Please convert every line of the records below into a Markdown table with the columns Row and Line, numbering each row and skipping blank lines. Leave the pictures out of your answer.

(Records excerpted from a collection)
★ ★ ★ ★
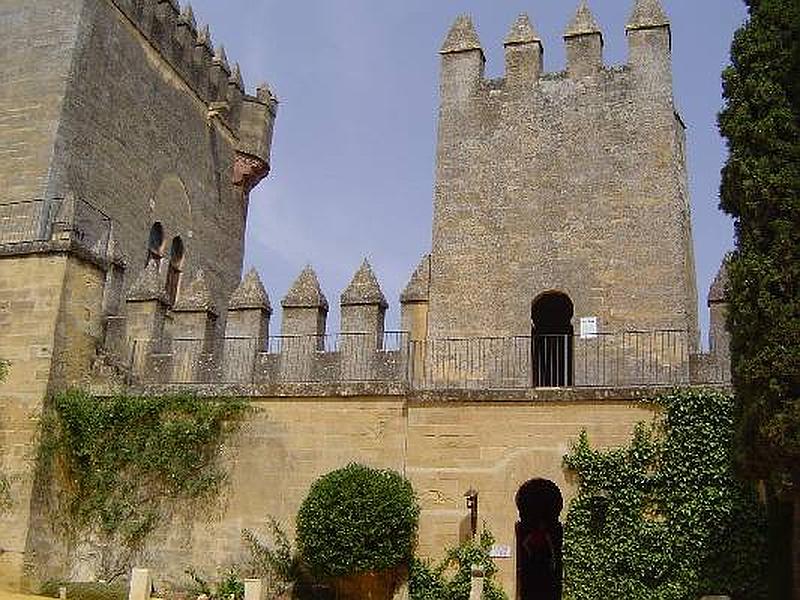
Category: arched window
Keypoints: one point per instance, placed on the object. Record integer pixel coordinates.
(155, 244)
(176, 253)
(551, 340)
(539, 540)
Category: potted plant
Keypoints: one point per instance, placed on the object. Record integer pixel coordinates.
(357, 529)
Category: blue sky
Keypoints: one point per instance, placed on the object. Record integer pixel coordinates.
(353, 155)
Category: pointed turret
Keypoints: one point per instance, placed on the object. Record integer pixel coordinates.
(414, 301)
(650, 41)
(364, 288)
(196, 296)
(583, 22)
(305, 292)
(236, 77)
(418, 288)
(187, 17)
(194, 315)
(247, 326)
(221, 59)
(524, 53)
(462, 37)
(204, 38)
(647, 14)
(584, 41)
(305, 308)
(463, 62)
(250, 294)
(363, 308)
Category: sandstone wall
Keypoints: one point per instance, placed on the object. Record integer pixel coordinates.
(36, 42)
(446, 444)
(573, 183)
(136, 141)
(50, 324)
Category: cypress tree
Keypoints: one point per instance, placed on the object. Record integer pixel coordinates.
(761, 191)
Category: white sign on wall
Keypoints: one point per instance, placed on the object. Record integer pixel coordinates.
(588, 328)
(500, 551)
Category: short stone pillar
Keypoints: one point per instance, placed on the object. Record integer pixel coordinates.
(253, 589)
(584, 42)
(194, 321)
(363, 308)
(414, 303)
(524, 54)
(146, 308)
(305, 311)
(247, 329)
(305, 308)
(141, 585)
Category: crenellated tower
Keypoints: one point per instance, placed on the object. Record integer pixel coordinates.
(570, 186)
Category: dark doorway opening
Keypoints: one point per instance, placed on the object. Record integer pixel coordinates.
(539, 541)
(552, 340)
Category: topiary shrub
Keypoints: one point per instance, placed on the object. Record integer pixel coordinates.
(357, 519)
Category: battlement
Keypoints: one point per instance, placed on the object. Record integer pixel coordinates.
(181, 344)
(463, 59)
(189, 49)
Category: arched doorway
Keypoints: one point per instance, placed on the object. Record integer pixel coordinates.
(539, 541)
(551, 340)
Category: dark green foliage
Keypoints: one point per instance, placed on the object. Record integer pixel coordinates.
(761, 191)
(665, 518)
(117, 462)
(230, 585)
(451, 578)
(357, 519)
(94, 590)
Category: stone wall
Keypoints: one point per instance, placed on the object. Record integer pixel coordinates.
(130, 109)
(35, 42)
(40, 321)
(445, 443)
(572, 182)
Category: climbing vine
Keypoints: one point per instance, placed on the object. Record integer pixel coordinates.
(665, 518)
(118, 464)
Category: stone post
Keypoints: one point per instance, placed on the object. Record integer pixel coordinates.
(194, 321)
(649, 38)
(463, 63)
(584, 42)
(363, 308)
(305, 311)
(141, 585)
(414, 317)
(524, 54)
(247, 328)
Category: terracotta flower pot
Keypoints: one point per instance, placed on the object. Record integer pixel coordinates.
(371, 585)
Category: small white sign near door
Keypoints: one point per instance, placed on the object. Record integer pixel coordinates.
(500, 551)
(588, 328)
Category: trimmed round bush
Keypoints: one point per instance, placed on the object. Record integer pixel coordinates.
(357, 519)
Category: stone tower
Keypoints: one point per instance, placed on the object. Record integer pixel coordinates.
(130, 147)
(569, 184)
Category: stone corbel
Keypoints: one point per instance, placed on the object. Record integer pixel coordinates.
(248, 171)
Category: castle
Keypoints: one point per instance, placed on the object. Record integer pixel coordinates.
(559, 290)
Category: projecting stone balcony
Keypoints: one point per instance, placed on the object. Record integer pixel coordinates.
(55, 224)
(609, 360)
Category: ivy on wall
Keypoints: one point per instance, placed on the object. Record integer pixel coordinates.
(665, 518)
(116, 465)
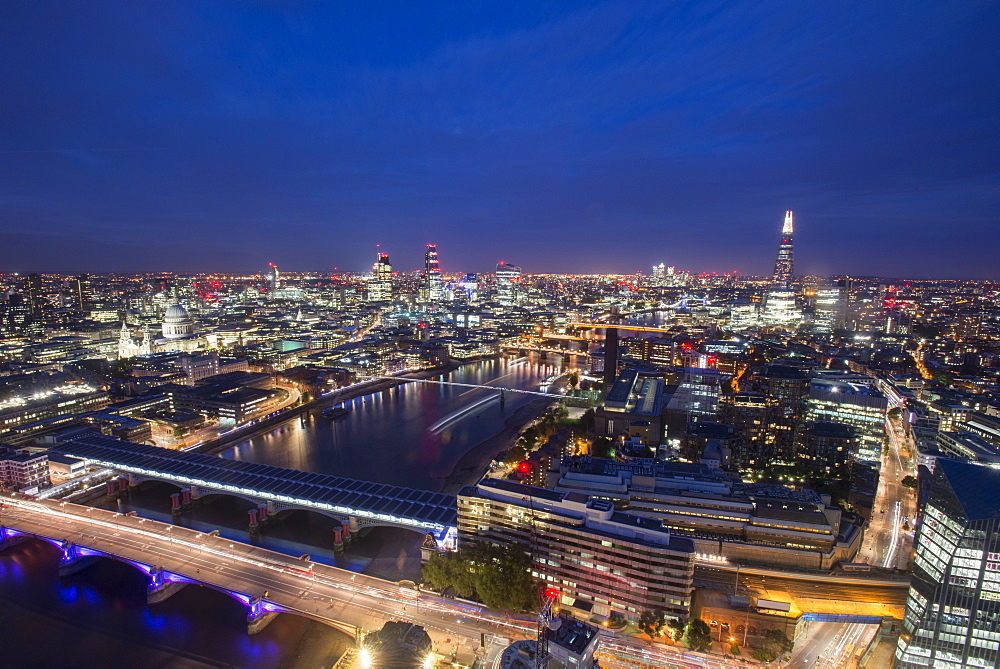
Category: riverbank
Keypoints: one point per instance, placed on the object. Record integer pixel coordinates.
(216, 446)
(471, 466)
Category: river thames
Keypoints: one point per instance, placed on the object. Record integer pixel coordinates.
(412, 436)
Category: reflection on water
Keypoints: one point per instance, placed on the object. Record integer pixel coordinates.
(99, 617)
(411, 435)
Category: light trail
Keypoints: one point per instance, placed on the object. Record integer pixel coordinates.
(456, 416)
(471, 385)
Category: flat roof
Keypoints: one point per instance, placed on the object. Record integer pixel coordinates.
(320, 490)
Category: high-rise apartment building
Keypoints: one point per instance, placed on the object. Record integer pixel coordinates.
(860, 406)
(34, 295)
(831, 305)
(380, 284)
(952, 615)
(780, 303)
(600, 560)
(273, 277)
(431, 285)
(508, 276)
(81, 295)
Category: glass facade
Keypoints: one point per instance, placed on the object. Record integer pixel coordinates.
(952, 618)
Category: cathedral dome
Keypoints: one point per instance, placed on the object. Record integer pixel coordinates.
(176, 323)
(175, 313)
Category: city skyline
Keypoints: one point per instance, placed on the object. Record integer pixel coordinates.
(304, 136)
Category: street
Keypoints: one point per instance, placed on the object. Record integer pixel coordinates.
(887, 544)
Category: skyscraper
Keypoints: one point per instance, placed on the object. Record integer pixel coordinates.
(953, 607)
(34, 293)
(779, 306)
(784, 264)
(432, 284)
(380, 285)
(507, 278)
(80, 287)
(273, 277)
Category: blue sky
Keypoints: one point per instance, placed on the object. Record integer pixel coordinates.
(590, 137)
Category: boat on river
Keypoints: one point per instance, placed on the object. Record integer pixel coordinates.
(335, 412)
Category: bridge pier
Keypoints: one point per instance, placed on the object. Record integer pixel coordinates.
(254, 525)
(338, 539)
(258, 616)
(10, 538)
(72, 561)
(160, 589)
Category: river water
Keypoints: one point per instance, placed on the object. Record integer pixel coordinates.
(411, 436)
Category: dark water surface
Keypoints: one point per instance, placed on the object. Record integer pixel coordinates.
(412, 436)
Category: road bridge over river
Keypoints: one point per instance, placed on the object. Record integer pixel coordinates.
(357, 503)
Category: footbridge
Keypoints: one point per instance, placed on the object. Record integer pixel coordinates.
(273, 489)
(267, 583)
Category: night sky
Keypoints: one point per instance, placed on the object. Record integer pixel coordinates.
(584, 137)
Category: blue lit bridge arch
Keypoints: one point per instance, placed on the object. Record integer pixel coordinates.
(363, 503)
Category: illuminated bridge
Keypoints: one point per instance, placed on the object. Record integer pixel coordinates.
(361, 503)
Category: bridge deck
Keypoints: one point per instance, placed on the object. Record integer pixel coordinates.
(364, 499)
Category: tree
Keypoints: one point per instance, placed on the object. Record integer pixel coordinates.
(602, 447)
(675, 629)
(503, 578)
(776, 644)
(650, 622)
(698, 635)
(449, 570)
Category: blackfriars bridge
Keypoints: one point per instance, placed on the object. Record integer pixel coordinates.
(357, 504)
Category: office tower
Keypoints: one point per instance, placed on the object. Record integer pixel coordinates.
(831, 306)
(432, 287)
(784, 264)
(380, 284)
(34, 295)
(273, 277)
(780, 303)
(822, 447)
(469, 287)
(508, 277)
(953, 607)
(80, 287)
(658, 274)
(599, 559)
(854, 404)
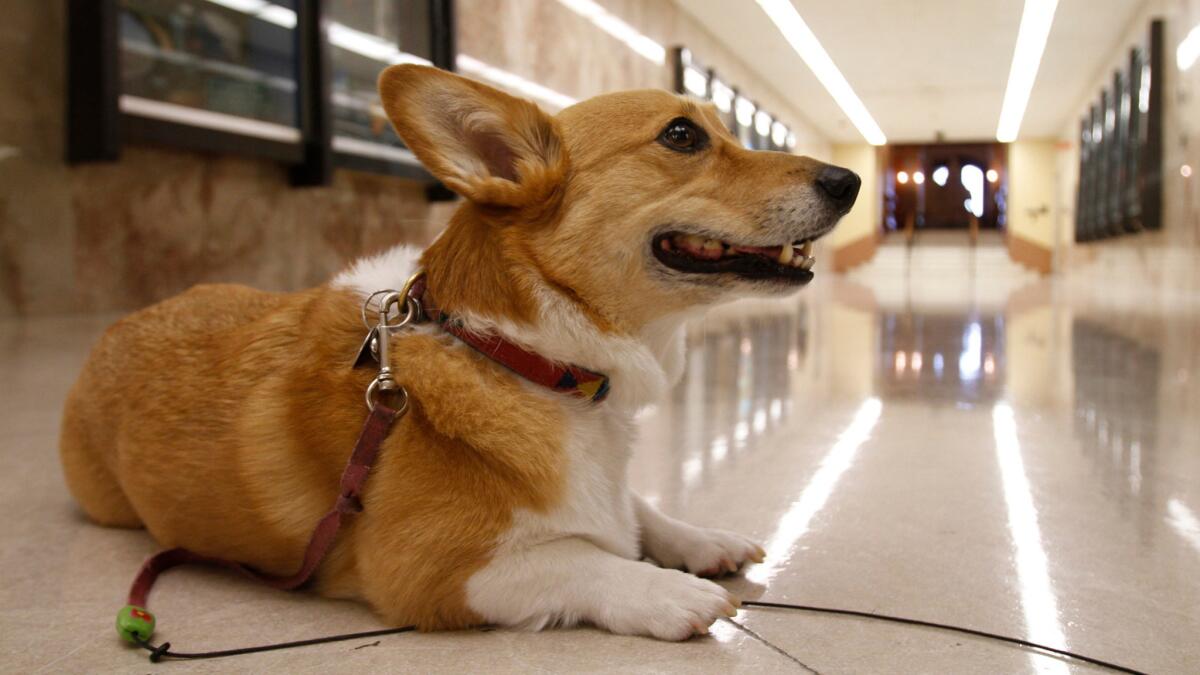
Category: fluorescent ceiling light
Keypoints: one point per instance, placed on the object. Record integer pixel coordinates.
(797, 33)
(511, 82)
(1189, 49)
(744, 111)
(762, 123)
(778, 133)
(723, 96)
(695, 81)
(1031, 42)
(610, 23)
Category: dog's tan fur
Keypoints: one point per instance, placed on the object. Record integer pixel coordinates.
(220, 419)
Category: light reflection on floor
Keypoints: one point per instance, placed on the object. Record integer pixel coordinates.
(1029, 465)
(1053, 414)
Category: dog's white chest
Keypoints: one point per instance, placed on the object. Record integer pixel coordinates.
★ ★ ★ ★
- [Task answer]
| Row | Line |
|---|---|
| 1 | Category: arched window |
| 2 | Keypoints: one point per instance, placed on the object. Record integer pixel coordinates. |
| 3 | (155, 244) |
| 4 | (176, 253) |
| 5 | (551, 340) |
| 6 | (539, 540) |
| 7 | Category: potted plant |
| 8 | Keypoints: one point per instance, placed on the object. Record integer pixel coordinates. |
| 9 | (357, 529) |
| 10 | Category: blue sky |
| 11 | Keypoints: one point per instance, placed on the object. Record integer pixel coordinates. |
| 12 | (353, 155) |
| 13 | Category: pointed turret |
| 14 | Keypoints: one point per instance, placed on the object. Record integer pixel coordinates. |
| 15 | (414, 301) |
| 16 | (650, 41) |
| 17 | (364, 288) |
| 18 | (196, 296) |
| 19 | (583, 22) |
| 20 | (305, 292) |
| 21 | (236, 77) |
| 22 | (418, 288) |
| 23 | (187, 17) |
| 24 | (194, 315) |
| 25 | (247, 326) |
| 26 | (221, 59) |
| 27 | (524, 53) |
| 28 | (462, 37) |
| 29 | (204, 38) |
| 30 | (647, 14) |
| 31 | (584, 41) |
| 32 | (305, 308) |
| 33 | (463, 62) |
| 34 | (250, 294) |
| 35 | (363, 308) |
| 36 | Category: sandstone wall |
| 37 | Keypoints: one point per instance, placed on the object. Record integer pixel coordinates. |
| 38 | (36, 42) |
| 39 | (446, 444) |
| 40 | (573, 183) |
| 41 | (136, 141) |
| 42 | (50, 324) |
| 43 | Category: cypress tree |
| 44 | Keypoints: one point per instance, placed on the object. Record integer pixel coordinates. |
| 45 | (761, 191) |
| 46 | Category: white sign on wall |
| 47 | Keypoints: one point per instance, placed on the object. Record integer pixel coordinates. |
| 48 | (588, 328) |
| 49 | (500, 551) |
| 50 | Category: short stone pillar |
| 51 | Keypoints: one point per instance, placed on the object. Record integer pixel coordinates. |
| 52 | (253, 589) |
| 53 | (584, 42) |
| 54 | (194, 321) |
| 55 | (363, 308) |
| 56 | (414, 303) |
| 57 | (524, 54) |
| 58 | (146, 308) |
| 59 | (305, 311) |
| 60 | (247, 329) |
| 61 | (305, 308) |
| 62 | (141, 585) |
| 63 | Category: crenellated tower |
| 64 | Keypoints: one point per instance, placed on the object. Record integer pixel coordinates. |
| 65 | (570, 186) |
| 66 | Category: dark doorway opening |
| 67 | Keypoints: one point per instance, placed on the object. Record integer pixel coordinates. |
| 68 | (539, 541) |
| 69 | (552, 340) |
| 70 | Category: topiary shrub |
| 71 | Keypoints: one point per instance, placed on the object. Record integer pixel coordinates. |
| 72 | (357, 519) |
| 73 | Category: battlement |
| 74 | Keypoints: one point per instance, placed on the object. Record integer pixel coordinates. |
| 75 | (181, 344) |
| 76 | (463, 59) |
| 77 | (189, 49) |
| 78 | Category: arched doorway |
| 79 | Keypoints: one point per instance, placed on the object. Record integer pixel coordinates. |
| 80 | (539, 541) |
| 81 | (551, 340) |
| 82 | Category: dark green foliage |
| 83 | Keypoints: one point per instance, placed on the object. Record integer pixel coordinates. |
| 84 | (761, 191) |
| 85 | (665, 518) |
| 86 | (117, 462) |
| 87 | (230, 585) |
| 88 | (451, 578) |
| 89 | (357, 519) |
| 90 | (94, 590) |
| 91 | Category: stone wall |
| 92 | Keypoints: one point per instance, placed on the object. Record integer pixel coordinates. |
| 93 | (130, 109) |
| 94 | (35, 42) |
| 95 | (40, 321) |
| 96 | (445, 443) |
| 97 | (572, 182) |
| 98 | Category: climbing vine |
| 99 | Keypoints: one point per instance, placed on the object. Record integer pixel coordinates. |
| 100 | (665, 518) |
| 101 | (118, 464) |
| 102 | Category: stone post |
| 103 | Keypoints: one point per instance, placed on the object. Record integer pixel coordinates. |
| 104 | (194, 321) |
| 105 | (649, 38) |
| 106 | (463, 63) |
| 107 | (584, 42) |
| 108 | (363, 308) |
| 109 | (305, 311) |
| 110 | (141, 585) |
| 111 | (414, 317) |
| 112 | (524, 54) |
| 113 | (247, 328) |
| 114 | Category: terracotta flower pot |
| 115 | Keypoints: one point per instance, placed on the object. Record integer pixel coordinates. |
| 116 | (371, 585) |
| 117 | Category: small white sign near door |
| 118 | Keypoints: one point per instance, placed on the object. Record integer pixel coordinates. |
| 119 | (500, 551) |
| 120 | (588, 328) |
| 121 | Category: trimmed round bush |
| 122 | Keypoints: one point per instance, placed on the object. Record integer pixel coordinates. |
| 123 | (357, 519) |
| 124 | Category: stone tower |
| 125 | Keypoints: one point per instance, placed on the object. Record integer pixel coordinates. |
| 126 | (130, 147) |
| 127 | (569, 184) |
| 128 | Category: stone corbel |
| 129 | Keypoints: one point per instance, placed on the object. Record integer pixel coordinates. |
| 130 | (248, 171) |
| 131 | Category: castle |
| 132 | Keypoints: one point per instance, placed on the object. Record integer pixel coordinates. |
| 133 | (559, 290) |
| 134 | Category: projecting stone balcony |
| 135 | Keypoints: one point per instance, placed on the object. Record integer pixel coordinates. |
| 136 | (55, 224) |
| 137 | (609, 360) |
| 138 | Category: ivy on wall |
| 139 | Keypoints: one point per instance, placed on the object. Record integer pixel coordinates. |
| 140 | (665, 518) |
| 141 | (116, 465) |
| 142 | Category: riverbank |
| 143 | Keypoints: one point per instance, placed on the object. Record integer pixel coordinates. |
| 144 | (216, 446) |
| 145 | (471, 466) |
| 146 | Category: river thames |
| 147 | Keypoints: one point per instance, placed on the object. Record integer pixel coordinates. |
| 148 | (412, 436) |
| 149 | Category: reflection on water |
| 150 | Keypoints: one point per instance, placed on the object. Record integer pixel coordinates. |
| 151 | (99, 617) |
| 152 | (411, 435) |
| 153 | Category: light trail |
| 154 | Keypoints: one point per instance, placed on the object. Record integer pixel coordinates. |
| 155 | (456, 416) |
| 156 | (471, 385) |
| 157 | Category: flat roof |
| 158 | Keypoints: one point per instance, placed on the object. Record integer pixel coordinates. |
| 159 | (320, 490) |
| 160 | Category: high-rise apartment building |
| 161 | Keypoints: one point per instance, placed on the object. Record integer pixel coordinates. |
| 162 | (860, 406) |
| 163 | (34, 295) |
| 164 | (831, 305) |
| 165 | (380, 284) |
| 166 | (952, 615) |
| 167 | (780, 303) |
| 168 | (600, 560) |
| 169 | (273, 277) |
| 170 | (431, 285) |
| 171 | (508, 276) |
| 172 | (81, 295) |
| 173 | Category: glass facade |
| 174 | Keypoints: one point per instance, placed on the object. Record integer pixel coordinates. |
| 175 | (952, 618) |
| 176 | Category: cathedral dome |
| 177 | Keypoints: one point per instance, placed on the object. Record integer pixel coordinates. |
| 178 | (176, 323) |
| 179 | (175, 313) |
| 180 | Category: city skyline |
| 181 | Keypoints: one point per instance, placed on the object. Record integer pixel coordinates. |
| 182 | (304, 136) |
| 183 | Category: street |
| 184 | Keypoints: one point per instance, placed on the object. Record integer pixel coordinates. |
| 185 | (887, 544) |
| 186 | Category: skyscraper |
| 187 | Keypoints: one point per instance, placed on the object. Record integer pixel coordinates. |
| 188 | (953, 607) |
| 189 | (34, 293) |
| 190 | (779, 306) |
| 191 | (784, 264) |
| 192 | (432, 284) |
| 193 | (380, 285) |
| 194 | (507, 278) |
| 195 | (80, 287) |
| 196 | (273, 277) |
| 197 | Category: blue sky |
| 198 | Keypoints: one point per instance, placed on the object. Record integer pixel coordinates. |
| 199 | (590, 137) |
| 200 | Category: boat on river |
| 201 | Keypoints: one point per instance, placed on the object. Record integer pixel coordinates. |
| 202 | (335, 412) |
| 203 | Category: bridge pier |
| 204 | Keypoints: one point per instance, placed on the object. Record integer pixel coordinates. |
| 205 | (254, 525) |
| 206 | (338, 539) |
| 207 | (258, 616) |
| 208 | (10, 538) |
| 209 | (72, 561) |
| 210 | (160, 589) |
| 211 | Category: river water |
| 212 | Keypoints: one point per instance, placed on the object. Record integer pixel coordinates. |
| 213 | (411, 436) |
| 214 | Category: dark water surface |
| 215 | Keypoints: one point per instance, placed on the object. Record integer pixel coordinates. |
| 216 | (412, 436) |
| 217 | Category: road bridge over river |
| 218 | Keypoints: one point per instance, placed on the object. Record integer pixel coordinates. |
| 219 | (357, 503) |
| 220 | Category: footbridge |
| 221 | Keypoints: one point per instance, placed on the object. Record integer pixel coordinates. |
| 222 | (273, 489) |
| 223 | (267, 583) |
| 224 | Category: night sky |
| 225 | Keypoints: one point per instance, placed on the object. Record integer pixel coordinates. |
| 226 | (584, 137) |
| 227 | Category: blue lit bridge arch |
| 228 | Keypoints: one point per instance, placed on the object. Record integer pixel coordinates. |
| 229 | (363, 503) |
| 230 | Category: illuminated bridge |
| 231 | Keypoints: one point per instance, placed on the object. Record integer pixel coordinates. |
| 232 | (361, 503) |
| 233 | Category: bridge deck |
| 234 | Keypoints: one point per instance, placed on the object. Record integer pixel coordinates. |
| 235 | (364, 499) |
| 236 | Category: tree |
| 237 | Keypoints: one point per instance, placed on the object. Record integer pixel coordinates. |
| 238 | (602, 447) |
| 239 | (675, 629) |
| 240 | (503, 578) |
| 241 | (776, 644) |
| 242 | (650, 622) |
| 243 | (698, 635) |
| 244 | (449, 570) |
| 245 | Category: blackfriars bridge |
| 246 | Keypoints: one point per instance, placed on the object. Record integer pixel coordinates. |
| 247 | (357, 504) |
| 248 | Category: office tower |
| 249 | Keypoints: one point per instance, placed on the object. Record integer pixel coordinates. |
| 250 | (831, 306) |
| 251 | (432, 287) |
| 252 | (784, 264) |
| 253 | (380, 284) |
| 254 | (34, 295) |
| 255 | (273, 277) |
| 256 | (780, 303) |
| 257 | (822, 447) |
| 258 | (469, 287) |
| 259 | (508, 277) |
| 260 | (953, 607) |
| 261 | (80, 287) |
| 262 | (658, 274) |
| 263 | (599, 559) |
| 264 | (854, 404) |
| 265 | Category: fluorescent ceiling light |
| 266 | Keypoints: one point per instance, placed on the object. Record integer pixel coordinates. |
| 267 | (797, 33) |
| 268 | (511, 82) |
| 269 | (1189, 49) |
| 270 | (744, 111) |
| 271 | (762, 123) |
| 272 | (778, 133) |
| 273 | (723, 96) |
| 274 | (695, 81) |
| 275 | (1031, 42) |
| 276 | (610, 23) |
| 277 | Category: dog's tan fur |
| 278 | Keypoints: one point per instance, placed on the object. Record integer pixel coordinates. |
| 279 | (220, 419) |
| 280 | Category: light reflection on floor |
| 281 | Keypoints: one point per instance, placed on the object. Record integer pixel coordinates. |
| 282 | (1029, 465) |
| 283 | (1053, 414) |
| 284 | Category: dog's white chest |
| 285 | Keypoints: one point per instance, placed on the object. Record integer pixel coordinates. |